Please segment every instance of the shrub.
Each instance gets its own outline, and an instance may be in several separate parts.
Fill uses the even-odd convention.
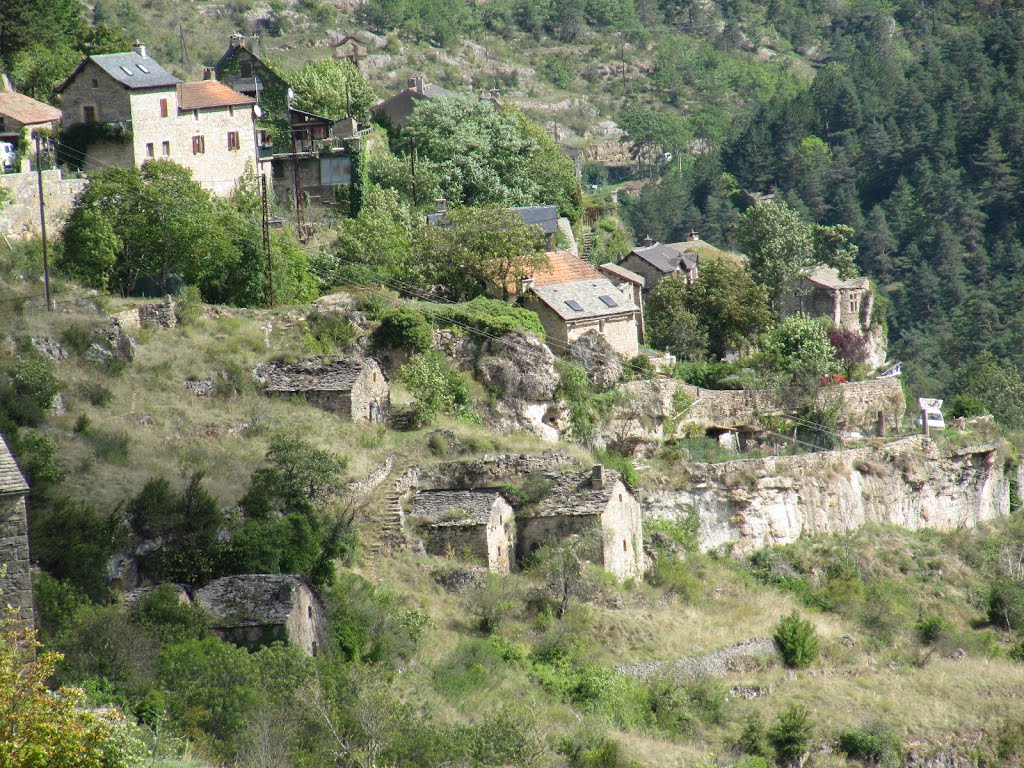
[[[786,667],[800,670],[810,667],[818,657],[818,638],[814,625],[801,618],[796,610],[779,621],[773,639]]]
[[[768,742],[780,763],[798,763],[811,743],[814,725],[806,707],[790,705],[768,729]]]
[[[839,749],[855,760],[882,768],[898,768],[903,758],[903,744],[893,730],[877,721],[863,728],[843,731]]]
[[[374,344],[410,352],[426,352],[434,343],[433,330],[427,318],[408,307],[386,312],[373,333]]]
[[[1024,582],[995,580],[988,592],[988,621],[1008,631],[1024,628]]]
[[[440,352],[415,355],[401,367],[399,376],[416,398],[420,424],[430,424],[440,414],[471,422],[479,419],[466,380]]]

=======

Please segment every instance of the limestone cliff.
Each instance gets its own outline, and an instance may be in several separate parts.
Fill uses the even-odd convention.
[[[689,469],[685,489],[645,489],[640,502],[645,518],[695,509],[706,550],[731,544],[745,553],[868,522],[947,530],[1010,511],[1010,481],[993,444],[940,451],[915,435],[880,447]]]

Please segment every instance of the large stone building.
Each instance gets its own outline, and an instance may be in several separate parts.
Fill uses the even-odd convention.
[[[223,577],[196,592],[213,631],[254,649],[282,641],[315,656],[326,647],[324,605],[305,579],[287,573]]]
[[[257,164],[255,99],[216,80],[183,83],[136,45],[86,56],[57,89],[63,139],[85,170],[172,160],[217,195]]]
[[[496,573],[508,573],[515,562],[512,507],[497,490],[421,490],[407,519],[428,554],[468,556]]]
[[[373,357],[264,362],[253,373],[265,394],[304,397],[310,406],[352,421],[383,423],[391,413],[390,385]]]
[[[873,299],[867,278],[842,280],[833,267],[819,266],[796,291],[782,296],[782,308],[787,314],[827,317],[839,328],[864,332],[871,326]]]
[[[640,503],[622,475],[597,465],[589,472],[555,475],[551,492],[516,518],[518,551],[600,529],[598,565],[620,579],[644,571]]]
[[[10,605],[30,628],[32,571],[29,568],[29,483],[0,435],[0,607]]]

=======

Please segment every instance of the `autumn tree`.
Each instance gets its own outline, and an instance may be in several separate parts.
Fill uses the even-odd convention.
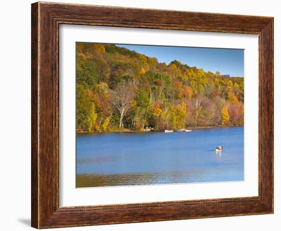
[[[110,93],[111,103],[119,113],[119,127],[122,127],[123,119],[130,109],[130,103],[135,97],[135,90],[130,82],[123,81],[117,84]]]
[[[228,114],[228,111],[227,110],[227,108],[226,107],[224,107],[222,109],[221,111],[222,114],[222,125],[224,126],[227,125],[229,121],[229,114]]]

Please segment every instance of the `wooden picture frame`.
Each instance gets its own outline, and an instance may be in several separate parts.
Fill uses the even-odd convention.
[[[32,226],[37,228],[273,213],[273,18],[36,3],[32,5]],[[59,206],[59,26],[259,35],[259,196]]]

=======

Stated problem:
Pick out each line of the records above that contains the word "Please", and copy those lines.

Answer in full:
Please segment every instance of the shrub.
Please segment every instance of the limestone cliff.
Please segment every instance of the large stone building.
Please segment every instance of the `autumn tree`.
Please segment every instance of the `wooden picture frame`.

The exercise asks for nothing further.